> _Do this_:
How many lines in the entries below contain the word "plant"? Reply with the number alone.

****************************************

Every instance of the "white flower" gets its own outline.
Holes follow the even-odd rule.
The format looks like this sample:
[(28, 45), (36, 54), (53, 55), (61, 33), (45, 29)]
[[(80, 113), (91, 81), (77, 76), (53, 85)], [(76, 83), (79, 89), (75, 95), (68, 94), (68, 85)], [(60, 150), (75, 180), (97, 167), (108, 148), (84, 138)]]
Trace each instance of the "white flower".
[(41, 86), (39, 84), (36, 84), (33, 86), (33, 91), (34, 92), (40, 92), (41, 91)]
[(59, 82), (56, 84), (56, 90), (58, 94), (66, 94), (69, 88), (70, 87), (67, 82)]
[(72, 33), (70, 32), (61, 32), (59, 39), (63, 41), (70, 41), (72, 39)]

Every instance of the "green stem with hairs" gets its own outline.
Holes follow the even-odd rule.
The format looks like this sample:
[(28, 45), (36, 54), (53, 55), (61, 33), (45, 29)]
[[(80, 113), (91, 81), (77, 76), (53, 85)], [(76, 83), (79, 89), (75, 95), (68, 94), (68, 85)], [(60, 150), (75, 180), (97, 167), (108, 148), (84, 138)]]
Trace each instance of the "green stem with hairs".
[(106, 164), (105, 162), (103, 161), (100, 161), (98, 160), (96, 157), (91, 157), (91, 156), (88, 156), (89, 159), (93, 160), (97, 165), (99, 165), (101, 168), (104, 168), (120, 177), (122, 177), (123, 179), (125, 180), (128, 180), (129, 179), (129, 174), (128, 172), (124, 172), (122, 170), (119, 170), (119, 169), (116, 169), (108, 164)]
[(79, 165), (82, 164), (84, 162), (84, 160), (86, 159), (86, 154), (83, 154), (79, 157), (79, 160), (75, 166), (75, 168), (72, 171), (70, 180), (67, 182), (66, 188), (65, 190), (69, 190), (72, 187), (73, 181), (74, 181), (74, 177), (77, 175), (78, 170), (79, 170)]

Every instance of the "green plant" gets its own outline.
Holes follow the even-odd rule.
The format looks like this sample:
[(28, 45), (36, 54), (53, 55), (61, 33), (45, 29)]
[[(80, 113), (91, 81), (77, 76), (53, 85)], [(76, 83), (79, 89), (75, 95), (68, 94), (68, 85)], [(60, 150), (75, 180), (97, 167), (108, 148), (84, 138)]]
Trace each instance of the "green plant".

****************************************

> _Solution to the exercise_:
2